*TASK BRIEF*:
Extract every line below that contains the string "exact" and copy each one out. Count a match only when the capitalization is the same.

*Data taken from a collection*:

◆ ◆ ◆ ◆ ◆ ◆ ◆

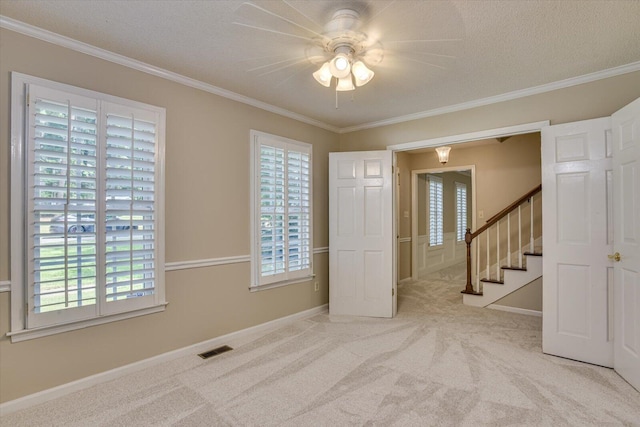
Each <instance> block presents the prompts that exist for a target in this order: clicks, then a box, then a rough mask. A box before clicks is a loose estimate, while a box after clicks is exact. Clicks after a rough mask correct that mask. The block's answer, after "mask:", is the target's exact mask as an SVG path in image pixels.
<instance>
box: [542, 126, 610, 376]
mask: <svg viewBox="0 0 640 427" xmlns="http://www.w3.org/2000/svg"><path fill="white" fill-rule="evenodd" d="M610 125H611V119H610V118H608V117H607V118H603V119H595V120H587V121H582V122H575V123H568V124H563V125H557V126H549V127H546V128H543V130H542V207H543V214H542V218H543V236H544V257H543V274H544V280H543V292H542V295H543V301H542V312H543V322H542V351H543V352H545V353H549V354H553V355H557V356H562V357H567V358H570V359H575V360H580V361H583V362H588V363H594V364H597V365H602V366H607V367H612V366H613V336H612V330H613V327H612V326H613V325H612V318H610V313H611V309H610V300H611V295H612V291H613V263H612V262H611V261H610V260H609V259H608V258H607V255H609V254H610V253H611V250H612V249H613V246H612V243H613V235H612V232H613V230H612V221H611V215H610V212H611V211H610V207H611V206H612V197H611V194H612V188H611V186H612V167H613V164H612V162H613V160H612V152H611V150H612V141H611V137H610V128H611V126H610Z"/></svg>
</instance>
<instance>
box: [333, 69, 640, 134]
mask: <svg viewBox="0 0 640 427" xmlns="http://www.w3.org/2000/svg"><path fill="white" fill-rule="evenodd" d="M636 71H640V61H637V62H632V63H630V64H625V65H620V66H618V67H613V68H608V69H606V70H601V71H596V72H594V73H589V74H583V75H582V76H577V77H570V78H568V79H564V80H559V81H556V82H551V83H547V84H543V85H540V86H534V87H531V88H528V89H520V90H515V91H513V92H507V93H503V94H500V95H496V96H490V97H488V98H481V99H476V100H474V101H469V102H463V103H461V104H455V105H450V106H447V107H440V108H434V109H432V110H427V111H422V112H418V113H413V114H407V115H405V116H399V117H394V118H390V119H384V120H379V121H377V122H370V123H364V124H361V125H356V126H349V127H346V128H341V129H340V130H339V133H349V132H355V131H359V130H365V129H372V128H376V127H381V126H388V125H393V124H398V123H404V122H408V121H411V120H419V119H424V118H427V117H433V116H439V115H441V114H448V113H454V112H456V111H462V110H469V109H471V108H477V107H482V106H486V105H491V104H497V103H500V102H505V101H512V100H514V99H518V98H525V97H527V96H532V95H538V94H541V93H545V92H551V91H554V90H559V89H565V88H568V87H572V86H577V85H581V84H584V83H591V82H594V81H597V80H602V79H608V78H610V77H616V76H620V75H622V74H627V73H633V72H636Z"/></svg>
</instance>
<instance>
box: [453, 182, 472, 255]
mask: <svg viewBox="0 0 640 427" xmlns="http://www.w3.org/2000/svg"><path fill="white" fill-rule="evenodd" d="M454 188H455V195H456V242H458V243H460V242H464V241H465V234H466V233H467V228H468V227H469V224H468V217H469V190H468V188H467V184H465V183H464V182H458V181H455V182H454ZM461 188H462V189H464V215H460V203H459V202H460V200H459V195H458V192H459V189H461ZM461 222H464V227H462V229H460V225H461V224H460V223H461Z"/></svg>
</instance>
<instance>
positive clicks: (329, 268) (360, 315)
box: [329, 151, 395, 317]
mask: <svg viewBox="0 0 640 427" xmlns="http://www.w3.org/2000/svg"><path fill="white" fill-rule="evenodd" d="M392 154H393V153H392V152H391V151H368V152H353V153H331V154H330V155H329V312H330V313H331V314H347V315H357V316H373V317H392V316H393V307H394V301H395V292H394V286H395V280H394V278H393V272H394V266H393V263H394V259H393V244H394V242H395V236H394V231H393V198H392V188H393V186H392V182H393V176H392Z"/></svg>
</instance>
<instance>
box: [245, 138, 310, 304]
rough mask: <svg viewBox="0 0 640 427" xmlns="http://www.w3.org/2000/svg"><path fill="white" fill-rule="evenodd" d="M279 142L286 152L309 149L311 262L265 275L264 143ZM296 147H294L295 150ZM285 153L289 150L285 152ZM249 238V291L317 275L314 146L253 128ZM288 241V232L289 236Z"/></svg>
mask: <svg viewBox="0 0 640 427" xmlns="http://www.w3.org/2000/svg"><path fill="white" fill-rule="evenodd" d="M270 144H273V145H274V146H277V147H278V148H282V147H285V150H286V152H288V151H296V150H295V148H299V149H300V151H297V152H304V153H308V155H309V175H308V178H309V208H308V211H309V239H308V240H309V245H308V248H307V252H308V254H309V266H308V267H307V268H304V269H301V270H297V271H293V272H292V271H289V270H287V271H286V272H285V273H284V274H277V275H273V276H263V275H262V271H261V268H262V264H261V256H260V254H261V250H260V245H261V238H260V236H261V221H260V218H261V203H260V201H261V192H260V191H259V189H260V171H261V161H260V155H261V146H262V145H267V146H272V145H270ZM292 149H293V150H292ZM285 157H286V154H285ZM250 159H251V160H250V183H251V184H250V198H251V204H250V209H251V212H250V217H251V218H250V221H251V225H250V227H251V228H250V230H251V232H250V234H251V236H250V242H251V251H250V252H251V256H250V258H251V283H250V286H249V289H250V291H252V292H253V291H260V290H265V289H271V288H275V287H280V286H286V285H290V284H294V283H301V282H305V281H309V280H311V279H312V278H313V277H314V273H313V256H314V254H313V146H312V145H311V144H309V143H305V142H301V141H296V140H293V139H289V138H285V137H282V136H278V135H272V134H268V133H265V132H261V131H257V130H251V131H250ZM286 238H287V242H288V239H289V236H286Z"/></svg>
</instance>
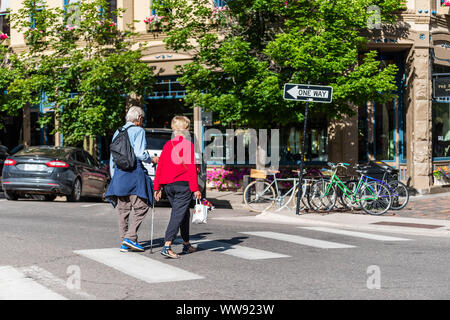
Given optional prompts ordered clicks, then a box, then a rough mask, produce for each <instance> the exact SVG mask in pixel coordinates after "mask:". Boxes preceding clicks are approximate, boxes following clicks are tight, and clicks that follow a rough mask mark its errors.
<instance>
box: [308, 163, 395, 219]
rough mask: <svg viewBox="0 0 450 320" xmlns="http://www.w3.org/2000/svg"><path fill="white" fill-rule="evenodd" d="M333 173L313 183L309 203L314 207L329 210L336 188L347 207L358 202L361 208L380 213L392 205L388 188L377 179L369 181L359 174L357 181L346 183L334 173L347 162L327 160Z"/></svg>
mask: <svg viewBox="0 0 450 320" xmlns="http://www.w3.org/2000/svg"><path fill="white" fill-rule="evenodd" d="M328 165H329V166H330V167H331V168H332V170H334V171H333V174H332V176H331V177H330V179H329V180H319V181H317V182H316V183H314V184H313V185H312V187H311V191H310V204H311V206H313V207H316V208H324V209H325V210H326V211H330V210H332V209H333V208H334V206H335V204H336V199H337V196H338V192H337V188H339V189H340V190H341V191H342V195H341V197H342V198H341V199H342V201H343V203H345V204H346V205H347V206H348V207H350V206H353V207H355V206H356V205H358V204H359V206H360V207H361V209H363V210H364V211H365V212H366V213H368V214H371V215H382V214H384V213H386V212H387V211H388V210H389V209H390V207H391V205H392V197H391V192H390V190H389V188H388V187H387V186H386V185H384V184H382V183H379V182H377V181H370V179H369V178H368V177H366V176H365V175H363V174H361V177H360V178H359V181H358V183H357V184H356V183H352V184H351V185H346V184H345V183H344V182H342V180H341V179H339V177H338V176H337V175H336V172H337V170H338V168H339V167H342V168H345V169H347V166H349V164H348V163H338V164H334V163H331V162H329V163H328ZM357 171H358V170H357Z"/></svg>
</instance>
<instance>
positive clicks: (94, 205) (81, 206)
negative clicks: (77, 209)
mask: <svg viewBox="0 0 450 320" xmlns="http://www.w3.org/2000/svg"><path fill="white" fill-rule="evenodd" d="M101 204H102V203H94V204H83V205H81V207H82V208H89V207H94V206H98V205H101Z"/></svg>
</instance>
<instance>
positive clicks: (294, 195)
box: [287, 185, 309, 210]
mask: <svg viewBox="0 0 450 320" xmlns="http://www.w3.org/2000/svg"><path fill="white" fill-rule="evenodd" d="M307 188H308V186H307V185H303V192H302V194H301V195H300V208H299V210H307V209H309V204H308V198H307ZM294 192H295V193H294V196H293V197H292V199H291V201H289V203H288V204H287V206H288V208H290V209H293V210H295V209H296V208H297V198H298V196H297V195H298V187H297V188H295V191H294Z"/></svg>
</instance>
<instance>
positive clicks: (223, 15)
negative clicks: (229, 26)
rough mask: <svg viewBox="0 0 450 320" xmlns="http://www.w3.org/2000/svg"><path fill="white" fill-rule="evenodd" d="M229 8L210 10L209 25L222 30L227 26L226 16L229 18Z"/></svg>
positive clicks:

◆ ◆ ◆ ◆ ◆ ◆ ◆

*RESULT FOR THIS EXERCISE*:
Each <instance> block presents the prompts that exist for a target in this order: clicks, then a box, then a rough mask. A box before clicks is a loose estimate, while a box after clicks is exact. Clicks after a rough mask correct that mask. The block's answer, after "mask:", is the target's exact mask as an SVG path in image pixels.
Given optional prompts ordered clicks, then a box, then a rough mask, produce for each <instance> the exact SVG mask in pixel coordinates after "mask:". Boxes preceding clicks are approximate, boxes following clicks are tight, and clicks that follow a rough mask mark its errors.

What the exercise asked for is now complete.